List every line below that contains the string "monkey", copying each such line in full. Matching is case-sensitive.
* * * * *
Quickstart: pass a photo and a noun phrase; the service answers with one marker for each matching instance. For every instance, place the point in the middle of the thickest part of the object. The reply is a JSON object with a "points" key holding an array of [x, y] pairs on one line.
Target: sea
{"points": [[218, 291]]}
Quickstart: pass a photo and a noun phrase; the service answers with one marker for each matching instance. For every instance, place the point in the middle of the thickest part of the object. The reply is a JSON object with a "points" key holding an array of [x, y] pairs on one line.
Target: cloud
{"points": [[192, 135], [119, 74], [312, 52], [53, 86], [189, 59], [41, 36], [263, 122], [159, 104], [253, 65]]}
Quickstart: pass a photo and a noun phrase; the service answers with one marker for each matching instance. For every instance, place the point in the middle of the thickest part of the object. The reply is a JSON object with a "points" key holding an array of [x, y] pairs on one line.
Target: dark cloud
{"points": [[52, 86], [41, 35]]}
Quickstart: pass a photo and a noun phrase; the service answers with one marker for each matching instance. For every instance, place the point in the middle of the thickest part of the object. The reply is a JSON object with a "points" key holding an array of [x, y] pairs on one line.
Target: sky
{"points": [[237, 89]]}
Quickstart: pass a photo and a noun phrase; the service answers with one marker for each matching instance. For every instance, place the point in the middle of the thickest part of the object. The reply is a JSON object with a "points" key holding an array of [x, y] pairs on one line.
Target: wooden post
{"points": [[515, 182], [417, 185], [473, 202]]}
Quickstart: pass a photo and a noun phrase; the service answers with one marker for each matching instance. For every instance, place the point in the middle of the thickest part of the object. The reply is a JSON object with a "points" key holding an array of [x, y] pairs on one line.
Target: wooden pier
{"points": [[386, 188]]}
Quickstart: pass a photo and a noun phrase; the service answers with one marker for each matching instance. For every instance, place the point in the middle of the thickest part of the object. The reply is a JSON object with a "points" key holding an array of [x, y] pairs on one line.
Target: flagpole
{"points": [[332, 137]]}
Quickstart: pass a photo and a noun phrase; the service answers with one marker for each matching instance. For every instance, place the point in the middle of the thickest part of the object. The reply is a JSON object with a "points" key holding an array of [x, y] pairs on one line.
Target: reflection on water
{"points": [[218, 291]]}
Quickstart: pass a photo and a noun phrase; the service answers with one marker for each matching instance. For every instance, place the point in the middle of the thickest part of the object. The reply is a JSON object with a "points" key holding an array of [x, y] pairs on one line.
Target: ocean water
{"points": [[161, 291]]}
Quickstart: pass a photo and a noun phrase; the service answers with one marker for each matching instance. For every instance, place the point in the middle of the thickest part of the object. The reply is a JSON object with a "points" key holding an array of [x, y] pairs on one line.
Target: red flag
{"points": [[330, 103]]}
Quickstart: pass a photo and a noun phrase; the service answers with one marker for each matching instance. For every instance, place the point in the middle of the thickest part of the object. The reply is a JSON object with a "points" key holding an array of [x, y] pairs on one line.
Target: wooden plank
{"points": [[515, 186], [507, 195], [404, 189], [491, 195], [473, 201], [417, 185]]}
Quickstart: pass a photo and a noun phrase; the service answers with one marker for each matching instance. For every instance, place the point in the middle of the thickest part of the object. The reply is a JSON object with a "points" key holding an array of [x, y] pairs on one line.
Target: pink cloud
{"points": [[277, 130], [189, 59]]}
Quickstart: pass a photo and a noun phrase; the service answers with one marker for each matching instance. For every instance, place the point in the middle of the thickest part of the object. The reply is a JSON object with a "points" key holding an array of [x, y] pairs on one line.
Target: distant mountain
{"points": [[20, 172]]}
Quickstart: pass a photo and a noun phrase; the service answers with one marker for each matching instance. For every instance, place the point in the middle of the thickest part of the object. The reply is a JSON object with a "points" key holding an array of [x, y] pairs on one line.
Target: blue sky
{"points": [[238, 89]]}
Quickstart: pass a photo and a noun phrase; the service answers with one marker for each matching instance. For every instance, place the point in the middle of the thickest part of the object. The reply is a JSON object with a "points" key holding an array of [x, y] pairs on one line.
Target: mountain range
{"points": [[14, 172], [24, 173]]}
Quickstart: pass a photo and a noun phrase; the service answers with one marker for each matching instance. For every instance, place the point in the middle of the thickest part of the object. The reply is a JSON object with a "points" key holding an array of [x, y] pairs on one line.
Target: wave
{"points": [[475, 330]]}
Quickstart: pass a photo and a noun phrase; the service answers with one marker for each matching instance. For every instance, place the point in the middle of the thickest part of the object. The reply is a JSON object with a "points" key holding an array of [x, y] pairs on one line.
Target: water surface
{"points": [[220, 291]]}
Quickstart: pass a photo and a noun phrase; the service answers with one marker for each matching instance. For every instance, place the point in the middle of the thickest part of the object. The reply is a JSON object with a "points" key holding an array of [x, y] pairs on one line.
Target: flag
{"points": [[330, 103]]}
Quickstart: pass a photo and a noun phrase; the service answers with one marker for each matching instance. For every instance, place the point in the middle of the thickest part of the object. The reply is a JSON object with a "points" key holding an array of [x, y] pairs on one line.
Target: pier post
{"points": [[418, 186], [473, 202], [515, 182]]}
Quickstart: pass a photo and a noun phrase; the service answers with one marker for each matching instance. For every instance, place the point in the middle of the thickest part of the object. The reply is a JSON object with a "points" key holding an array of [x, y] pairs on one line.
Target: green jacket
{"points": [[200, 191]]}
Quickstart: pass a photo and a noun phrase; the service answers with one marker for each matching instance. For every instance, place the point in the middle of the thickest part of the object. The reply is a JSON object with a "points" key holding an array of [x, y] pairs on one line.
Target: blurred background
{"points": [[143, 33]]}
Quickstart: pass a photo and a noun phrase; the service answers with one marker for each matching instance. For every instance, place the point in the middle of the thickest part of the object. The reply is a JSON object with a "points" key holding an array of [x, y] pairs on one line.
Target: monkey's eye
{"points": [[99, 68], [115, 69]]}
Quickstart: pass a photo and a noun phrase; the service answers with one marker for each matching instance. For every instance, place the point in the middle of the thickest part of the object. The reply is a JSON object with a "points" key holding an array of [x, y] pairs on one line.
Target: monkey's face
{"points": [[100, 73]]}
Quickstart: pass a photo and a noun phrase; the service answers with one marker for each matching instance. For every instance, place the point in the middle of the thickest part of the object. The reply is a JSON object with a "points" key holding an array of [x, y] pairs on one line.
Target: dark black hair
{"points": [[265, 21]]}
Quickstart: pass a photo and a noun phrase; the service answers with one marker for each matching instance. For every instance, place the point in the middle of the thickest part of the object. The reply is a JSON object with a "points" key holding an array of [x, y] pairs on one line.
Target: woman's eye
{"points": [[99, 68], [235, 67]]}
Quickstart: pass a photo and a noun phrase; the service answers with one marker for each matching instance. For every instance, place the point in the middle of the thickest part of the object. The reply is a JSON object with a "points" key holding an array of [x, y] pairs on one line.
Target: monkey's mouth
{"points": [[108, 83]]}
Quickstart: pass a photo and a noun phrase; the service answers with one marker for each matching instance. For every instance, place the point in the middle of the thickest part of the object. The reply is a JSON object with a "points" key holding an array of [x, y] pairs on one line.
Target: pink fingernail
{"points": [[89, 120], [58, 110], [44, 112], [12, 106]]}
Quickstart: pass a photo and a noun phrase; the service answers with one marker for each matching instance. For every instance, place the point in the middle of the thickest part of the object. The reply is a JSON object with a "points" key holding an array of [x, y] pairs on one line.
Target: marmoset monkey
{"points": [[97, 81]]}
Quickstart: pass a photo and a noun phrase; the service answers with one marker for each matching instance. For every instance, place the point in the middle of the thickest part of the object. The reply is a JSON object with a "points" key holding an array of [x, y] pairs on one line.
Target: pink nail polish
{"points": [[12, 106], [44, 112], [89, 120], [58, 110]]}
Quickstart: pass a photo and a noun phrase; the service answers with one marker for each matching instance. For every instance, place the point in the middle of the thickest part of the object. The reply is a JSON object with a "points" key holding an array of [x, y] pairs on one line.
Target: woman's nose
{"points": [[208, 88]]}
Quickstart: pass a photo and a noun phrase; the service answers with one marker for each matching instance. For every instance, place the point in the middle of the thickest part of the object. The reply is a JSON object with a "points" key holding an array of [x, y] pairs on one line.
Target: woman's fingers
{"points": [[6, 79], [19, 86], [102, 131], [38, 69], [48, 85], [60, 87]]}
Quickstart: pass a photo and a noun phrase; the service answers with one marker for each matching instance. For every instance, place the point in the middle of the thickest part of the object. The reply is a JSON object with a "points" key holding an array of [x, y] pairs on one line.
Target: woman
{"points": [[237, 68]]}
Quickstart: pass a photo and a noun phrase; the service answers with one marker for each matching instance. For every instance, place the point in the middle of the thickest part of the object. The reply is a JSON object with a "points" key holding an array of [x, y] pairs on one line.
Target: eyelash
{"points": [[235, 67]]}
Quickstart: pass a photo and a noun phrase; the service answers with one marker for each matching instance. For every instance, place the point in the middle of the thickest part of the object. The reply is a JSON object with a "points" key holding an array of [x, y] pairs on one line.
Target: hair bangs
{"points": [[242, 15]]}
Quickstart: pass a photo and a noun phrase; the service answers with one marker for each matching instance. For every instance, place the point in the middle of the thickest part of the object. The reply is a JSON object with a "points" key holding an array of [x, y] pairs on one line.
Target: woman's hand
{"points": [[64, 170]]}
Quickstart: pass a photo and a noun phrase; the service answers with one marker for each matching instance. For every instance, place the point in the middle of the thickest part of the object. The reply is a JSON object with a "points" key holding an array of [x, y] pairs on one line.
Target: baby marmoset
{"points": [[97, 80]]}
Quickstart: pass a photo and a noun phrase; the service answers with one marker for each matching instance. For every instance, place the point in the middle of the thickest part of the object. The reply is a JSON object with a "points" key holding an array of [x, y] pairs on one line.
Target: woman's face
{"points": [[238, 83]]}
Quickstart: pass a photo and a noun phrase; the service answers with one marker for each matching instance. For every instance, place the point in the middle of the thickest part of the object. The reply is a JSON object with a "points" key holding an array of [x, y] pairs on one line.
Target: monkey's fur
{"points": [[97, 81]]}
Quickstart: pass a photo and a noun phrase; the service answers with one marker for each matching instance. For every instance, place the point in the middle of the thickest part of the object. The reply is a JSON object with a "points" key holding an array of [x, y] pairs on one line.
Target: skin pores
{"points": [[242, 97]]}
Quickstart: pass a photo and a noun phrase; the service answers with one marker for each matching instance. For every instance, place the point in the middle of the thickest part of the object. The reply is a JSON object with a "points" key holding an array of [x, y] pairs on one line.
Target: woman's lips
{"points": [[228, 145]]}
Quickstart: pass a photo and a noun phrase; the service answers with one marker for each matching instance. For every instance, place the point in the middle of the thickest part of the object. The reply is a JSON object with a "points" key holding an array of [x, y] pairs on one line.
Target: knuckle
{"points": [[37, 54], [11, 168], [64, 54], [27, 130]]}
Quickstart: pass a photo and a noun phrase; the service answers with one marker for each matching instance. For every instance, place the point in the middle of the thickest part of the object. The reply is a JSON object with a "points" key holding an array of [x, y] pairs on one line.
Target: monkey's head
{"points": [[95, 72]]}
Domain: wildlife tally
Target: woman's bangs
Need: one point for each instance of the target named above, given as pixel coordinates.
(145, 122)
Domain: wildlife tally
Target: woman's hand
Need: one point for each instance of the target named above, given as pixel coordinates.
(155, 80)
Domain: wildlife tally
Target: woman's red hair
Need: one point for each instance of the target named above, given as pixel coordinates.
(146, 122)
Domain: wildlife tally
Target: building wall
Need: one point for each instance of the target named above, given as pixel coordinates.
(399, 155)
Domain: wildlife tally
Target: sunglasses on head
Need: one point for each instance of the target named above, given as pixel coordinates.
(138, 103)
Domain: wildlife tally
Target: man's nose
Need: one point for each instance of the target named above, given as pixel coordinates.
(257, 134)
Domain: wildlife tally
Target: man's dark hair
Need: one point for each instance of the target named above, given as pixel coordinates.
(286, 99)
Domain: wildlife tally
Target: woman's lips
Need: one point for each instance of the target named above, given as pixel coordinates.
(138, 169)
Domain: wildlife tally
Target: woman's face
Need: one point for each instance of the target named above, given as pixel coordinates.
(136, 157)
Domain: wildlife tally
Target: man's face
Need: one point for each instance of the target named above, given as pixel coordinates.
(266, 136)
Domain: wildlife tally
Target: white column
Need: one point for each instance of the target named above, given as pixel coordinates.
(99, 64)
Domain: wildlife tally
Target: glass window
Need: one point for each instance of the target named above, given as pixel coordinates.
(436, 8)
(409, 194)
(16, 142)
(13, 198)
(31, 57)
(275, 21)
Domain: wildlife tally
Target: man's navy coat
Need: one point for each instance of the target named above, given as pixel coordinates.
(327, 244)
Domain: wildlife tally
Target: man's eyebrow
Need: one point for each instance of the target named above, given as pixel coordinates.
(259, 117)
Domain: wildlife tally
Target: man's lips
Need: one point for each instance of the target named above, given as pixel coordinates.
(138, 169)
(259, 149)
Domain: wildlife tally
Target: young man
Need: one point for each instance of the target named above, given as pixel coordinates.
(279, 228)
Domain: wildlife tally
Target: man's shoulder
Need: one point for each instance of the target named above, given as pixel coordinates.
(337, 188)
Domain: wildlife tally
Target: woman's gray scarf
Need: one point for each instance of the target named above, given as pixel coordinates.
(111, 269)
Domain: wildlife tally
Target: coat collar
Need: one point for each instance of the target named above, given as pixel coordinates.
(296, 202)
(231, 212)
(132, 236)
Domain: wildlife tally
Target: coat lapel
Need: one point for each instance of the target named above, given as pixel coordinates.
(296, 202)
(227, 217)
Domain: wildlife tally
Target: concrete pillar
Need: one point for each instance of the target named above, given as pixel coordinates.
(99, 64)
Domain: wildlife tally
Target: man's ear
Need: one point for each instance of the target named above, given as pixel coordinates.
* * * * *
(SOLUTION FOR THIS EXERCISE):
Target: monkey's eye
Target: monkey's face
Target: monkey's mouth
Target: marmoset monkey
Target: monkey's fur
Target: monkey's head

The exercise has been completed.